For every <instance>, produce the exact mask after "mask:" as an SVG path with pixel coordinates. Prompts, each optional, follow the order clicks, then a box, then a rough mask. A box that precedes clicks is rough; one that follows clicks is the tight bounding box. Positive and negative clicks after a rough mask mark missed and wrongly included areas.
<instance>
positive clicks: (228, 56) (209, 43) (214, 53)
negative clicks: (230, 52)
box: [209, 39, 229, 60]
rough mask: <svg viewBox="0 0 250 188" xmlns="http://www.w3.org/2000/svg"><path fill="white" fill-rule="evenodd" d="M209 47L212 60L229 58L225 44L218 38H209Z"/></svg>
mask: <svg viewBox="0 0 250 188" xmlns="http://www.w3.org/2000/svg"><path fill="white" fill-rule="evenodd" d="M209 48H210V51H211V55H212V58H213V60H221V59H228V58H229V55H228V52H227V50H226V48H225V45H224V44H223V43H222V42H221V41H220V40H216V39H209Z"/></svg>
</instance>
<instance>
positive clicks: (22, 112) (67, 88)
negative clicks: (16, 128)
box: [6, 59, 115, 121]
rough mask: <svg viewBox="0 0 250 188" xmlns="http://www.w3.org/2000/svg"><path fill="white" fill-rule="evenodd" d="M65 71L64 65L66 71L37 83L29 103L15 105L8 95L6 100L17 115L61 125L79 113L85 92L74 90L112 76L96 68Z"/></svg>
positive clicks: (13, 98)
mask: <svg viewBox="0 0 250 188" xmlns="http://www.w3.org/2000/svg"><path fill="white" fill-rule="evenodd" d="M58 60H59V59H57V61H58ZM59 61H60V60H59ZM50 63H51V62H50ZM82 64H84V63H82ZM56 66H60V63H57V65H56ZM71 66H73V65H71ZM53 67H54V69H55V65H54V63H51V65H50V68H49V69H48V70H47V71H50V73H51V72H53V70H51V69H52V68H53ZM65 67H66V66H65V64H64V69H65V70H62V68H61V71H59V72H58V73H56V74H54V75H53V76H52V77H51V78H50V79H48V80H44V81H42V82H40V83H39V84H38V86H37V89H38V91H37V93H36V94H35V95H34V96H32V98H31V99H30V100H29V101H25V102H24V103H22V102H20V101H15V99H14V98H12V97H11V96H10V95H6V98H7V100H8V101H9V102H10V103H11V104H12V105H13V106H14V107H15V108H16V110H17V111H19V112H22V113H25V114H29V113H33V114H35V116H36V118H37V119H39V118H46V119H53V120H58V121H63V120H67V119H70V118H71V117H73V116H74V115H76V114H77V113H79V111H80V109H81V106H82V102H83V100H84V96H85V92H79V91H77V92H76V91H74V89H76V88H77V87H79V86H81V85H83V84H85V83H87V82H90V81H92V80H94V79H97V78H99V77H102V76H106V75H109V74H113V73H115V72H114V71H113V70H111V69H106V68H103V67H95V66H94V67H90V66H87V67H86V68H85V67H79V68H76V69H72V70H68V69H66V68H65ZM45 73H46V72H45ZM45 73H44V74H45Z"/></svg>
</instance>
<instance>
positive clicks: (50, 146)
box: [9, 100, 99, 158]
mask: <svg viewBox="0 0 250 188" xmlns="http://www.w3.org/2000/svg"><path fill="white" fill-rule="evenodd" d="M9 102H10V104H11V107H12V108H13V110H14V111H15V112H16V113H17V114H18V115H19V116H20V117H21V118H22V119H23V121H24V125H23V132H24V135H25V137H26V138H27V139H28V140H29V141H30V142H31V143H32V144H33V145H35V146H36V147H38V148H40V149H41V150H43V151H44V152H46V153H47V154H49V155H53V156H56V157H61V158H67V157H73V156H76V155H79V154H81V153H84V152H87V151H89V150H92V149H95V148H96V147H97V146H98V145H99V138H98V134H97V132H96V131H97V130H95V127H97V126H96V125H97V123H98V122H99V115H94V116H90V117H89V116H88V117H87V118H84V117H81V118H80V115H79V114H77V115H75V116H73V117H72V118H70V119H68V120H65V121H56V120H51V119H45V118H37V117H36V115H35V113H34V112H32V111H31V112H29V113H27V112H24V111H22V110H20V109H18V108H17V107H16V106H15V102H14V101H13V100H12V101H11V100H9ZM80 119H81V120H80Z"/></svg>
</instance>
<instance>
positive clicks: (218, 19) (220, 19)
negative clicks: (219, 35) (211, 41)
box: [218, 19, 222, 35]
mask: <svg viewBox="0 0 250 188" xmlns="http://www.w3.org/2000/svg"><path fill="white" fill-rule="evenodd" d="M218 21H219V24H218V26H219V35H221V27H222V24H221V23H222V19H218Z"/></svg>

☆ ☆ ☆

=== WHAT NEEDS TO BE DONE ===
Check all the records above and select each line where the string "negative" is found.

=== ANSWER FOR THE TASK ===
For every <instance>, produce the exact mask after "mask:" as an SVG path with pixel coordinates. Prompts, each optional, follow the order clicks, then a box, then a rough mask. A box that precedes clicks is rough; one that follows clicks is the tight bounding box. Positive and negative clicks after a rough mask mark missed and wrongly included areas.
negative clicks: (230, 52)
negative clicks: (16, 128)
negative clicks: (219, 35) (211, 41)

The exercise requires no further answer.